**PAGE EXCERPT:**
= = =
Brainwave-decoding research explains facial recognition

Researchers at Glasgow University have been able to identify how the brain encodes the visual information that enables human beings to recognise faces and scenes.

Brainwaves — the patterns of electrical activity created in the brain when it is engaged in different activities — can easily be measured using electroencephalography (EEG).

But, according to Prof Philippe Schyns, director of Glasgow University’s Institute of Neurosciences and Psychology, while it was previously possible to detect EEG activity in certain areas of the brain when particular tasks were performed, until now it has been impossible to know what information was carried in those brainwaves.

In order to decode some of these brainwaves, the scientists at Glasgow recruited six volunteers and presented them with images of people’s faces, displaying different emotions such as happiness, fear and surprise.

On different experimental trials, parts of the images were randomly covered so that, for example, only the eyes or mouth were visible. The volunteers were then asked to identify the emotion being displayed.

While engaged in this exercise, the participants’ brainwaves were measured using EEG, which allowed the researchers to identify which parts of the brain were active when looking at different parts of the face.

In the trial, the researchers found that ’beta’ waves, which have a cycle of 12Hz, carried information about the eyes, while ’theta’ waves at 4Hz encoded information about the mouth. The researchers also found that information could be encoded depending on the phase or timing of the brainwave and less so by its amplitude or strength.

The research ties in with an initiative unique to Glasgow, developed by Prof Philippe Schyns, Prof Joachim Gross and Dr Gregor Thut at the Centre for Cognitive Neuroimaging (CCNi), combining magnetoencephalography (MEG), Transcranial Magnetic Stimulation (TMS) and statistical information mapping to understand how the oscillatory networks of the brain can be modelled and interacted with to enhance or suppress visual perception.

The research was funded by the Biotechnology and Biological Sciences Research Council, the ESRC and the MRC.
= = =
**DATASET EXCERPTS:**
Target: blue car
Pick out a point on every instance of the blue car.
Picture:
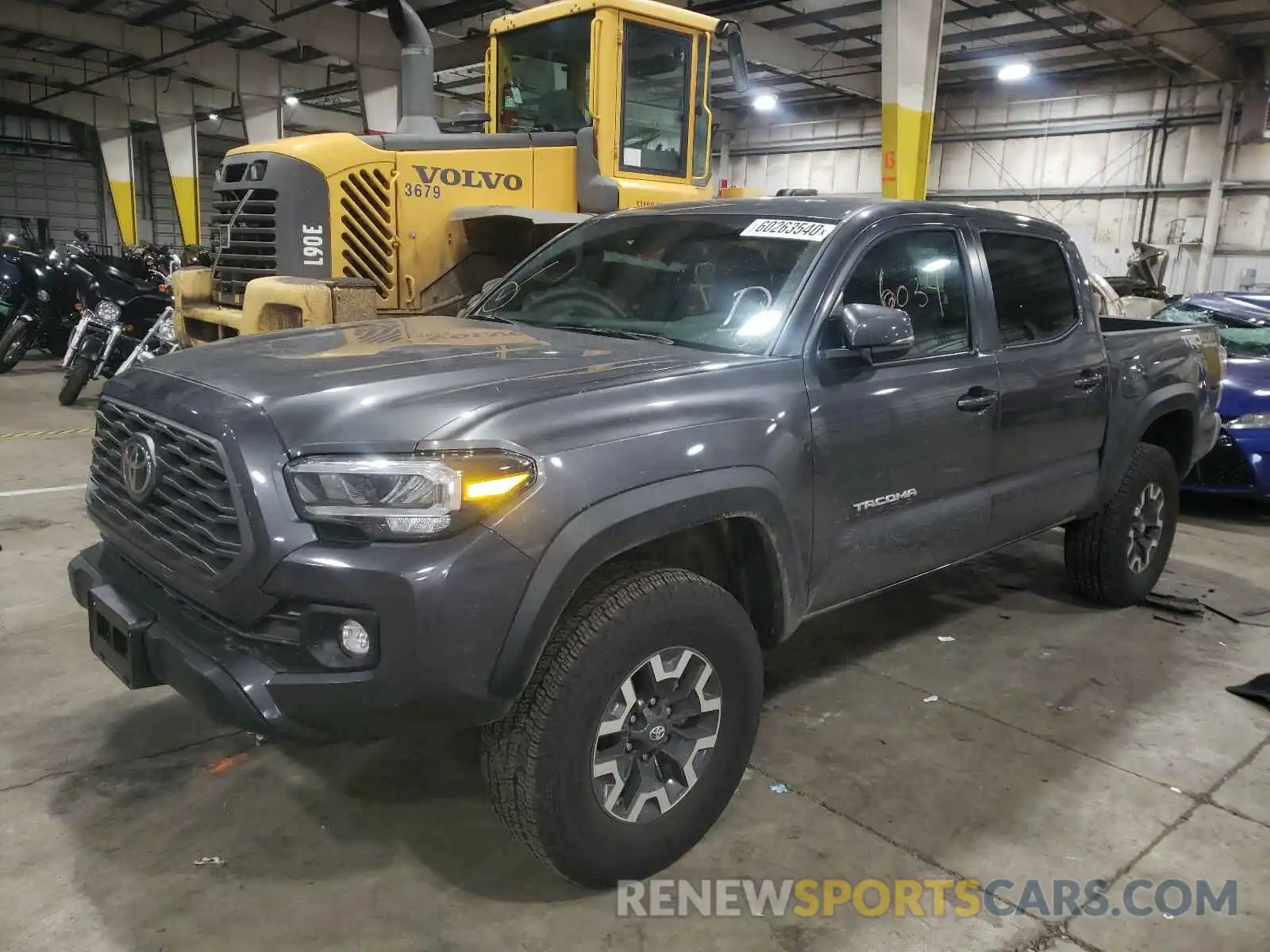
(1240, 463)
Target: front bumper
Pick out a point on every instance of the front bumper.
(440, 628)
(1238, 465)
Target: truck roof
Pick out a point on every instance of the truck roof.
(842, 207)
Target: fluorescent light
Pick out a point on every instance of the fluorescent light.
(1014, 71)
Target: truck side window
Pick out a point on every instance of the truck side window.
(1032, 289)
(656, 99)
(922, 273)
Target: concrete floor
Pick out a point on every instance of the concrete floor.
(1066, 743)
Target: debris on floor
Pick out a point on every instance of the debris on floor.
(1174, 603)
(1257, 689)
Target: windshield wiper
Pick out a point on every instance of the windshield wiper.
(614, 333)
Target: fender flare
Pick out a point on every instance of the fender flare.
(1179, 397)
(630, 520)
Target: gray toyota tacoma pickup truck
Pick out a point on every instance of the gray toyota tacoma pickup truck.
(577, 514)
= = =
**PROBLEMS AND TASKS:**
1 > Copy the facial recognition article from the words "The research ties" through "suppress visual perception.", changing "visual perception" to "visual awareness".
2 > According to the facial recognition article, which brainwaves encoded information about the mouth, and at what frequency?
The records come from a separate source unrelated to the text.

**EXERCISE RESULTS:**
1 >
The research ties in with an initiative unique to Glasgow, developed by Prof Philippe Schyns, Prof Joachim Gross and Dr Gregor Thut at the Centre for Cognitive Neuroimaging (CCNi), combining magnetoencephalography (MEG), Transcranial Magnetic Stimulation (TMS) and statistical information mapping to understand how the oscillatory networks of the brain can be modelled and interacted with to enhance or suppress visual awareness.

2 > Theta waves at 4Hz.